Technically, HOCUS POCUS didn’t become a hit for Disney until the film was re-released in theaters during the pandemic.

Anyway, Disney saw what Disney sees: money. The Mouse is a powerhouse that feeds on the life essence of nostalgia much as Hocus Pocus’s Sandersons feed on children to stay young.

So now that brings us 20 years later to 2022 where HOCUS POCUS 2 has released on Disney+.

The sequel, directed by Anne Fletcher (2009’s THE PROPOSAL and “This Is Us”) is a whimsical musical-comedy that mostly acts as an hour-and-a-half showcase for the franchise trio of Bette Middler, Kathy Najimi, and Sarah Jessica Parker to have some fun singing and dancing in costume.

The “story”, if you could call what holds this film together a story, follows teen besties Becca and Izzy in modern day Salem who accidentally free The Sanderson Sisters from their imprisonment. Once free, they set their sights on killing the descendant of the village proctor who ripped them from their homes as children in the 1600’s.

HOCUS POCUS 2 has a heavy emphasis on nostalgia and basically is glorified background noise for Halloween parties to keep on for children to watch between their handfulls of candy and turns watching YouTube on their phones.

To it’s credit though, HOCUS POCUS 2 is damn fun background noise.

The 1600’s flashback features a welcome appearance by “Ted Lasso” and “Game of Thrones” star Hannah Waddingham who relishes her screen time as the Mother Witch, playing off of the talented little girls playing younger versions of The Sanderson Sisters.

The Sandersons are reintroduced into the world via a hilarious play on Elton John’s “The Bitch is Back”, redone here as “The Witches Are Back”. You can tell that Middler, Parker, and Najimi are having the time of their lives and without their obvious enthusiasm for the roles (to which they slip back into effortlessly) this film would come off as a ghastly reanimated corpse instead of a somewhat harmless specter.

Work to complete →
Continue the review of Hocus Pocus 2, picking up right after its last sentence.

Information →

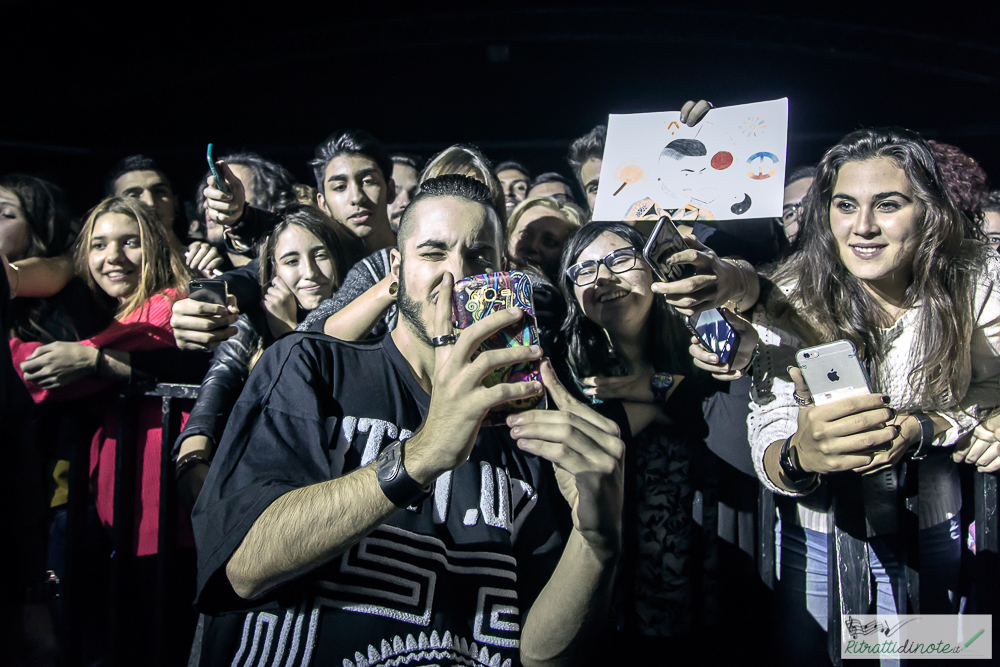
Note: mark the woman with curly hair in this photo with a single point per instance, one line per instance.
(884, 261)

...

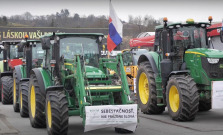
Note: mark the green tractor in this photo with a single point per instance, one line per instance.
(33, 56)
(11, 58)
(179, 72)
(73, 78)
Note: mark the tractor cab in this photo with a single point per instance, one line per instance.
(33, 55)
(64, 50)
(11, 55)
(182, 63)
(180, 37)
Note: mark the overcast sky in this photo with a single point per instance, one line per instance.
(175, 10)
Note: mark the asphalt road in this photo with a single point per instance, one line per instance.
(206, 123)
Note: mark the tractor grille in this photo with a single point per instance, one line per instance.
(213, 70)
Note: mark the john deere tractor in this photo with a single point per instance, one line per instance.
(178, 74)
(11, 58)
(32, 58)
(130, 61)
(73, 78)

Answer space →
Another foot-tapping moment is a brilliant version of Blondie’s “One Way Or Another” with a city-wide dance number that is absoutely delightful and fun, and perhaps surprisingly the most “Disney” thing the Mouse House has done in the last five or six years, cinematically speaking.

HOCUS POCUS 2 is peppered with winks and nods to the original film of course, and has some fun performances by two alumnus of HBO’s stellar comedy series “Veep” with Tony Hale as the Salem Mayor (and object of The Sanderson’s scorn) as well as the aforementioned Sam Richardson as the occult maestro Gilbert.

Doug Jones, who reprises his role from the original film as Billy Butcherson, also seems to be having a fantastic time. A creature-feature legend, Jones went on from the original 1993 film to play Abe Sapien in Guillermo Del Toro’s “Hellboy” series as well as the fishman in Del Toro’s Oscar-winning 2017 film THE SHAPE OF WATER.

The film, playing on the strength of the main trio, even has a surprisingly...poignant?...ending scene and resolution with The Sandersons that made me feel a type of way that a Disney movie hasn’t touched on since 2014’s devestating SAVING MR. BANKS.

To say HOCUS POCUS 2 is a blasphemous ruination of your childhood is a silly thing. The same way I caught myself dissatisfied with last year’s SPACE JAM: A NEW LEGACY. While HOCUS POCUS 2 is far more competent of a film than SPACE JAM 2, the point still stands. They are silly films for children.

Can there be brilliant children movies? Yes. Does a movie being made for children mean it can’t inherently be good, artful, and well thought out? No. Look at Studio Ghibli’s filmography. Look at Sony’s “Spider-Man: Into The Spider-Verse”. Look at some of Pixar’s older work, look at Disney’s classics like “Hercules” and “Treasure Planet”.

But to act like the original HOCUS POCUS is some momentous work of pristine cinematic art and that HOCUS POCUS 2 is this affront to the senses is ridiculous.

It, like the original, is a competent and fun family movie made to be watched, digested, and forgotten about, to be replayed every October with a drink and some candy while you’re decorating the living room. I highly doubt your parents watched the original with you and went “that movie changed my life”. So don’t ruin the fun for your kids, just like your parents didn’t ruin the fun for you.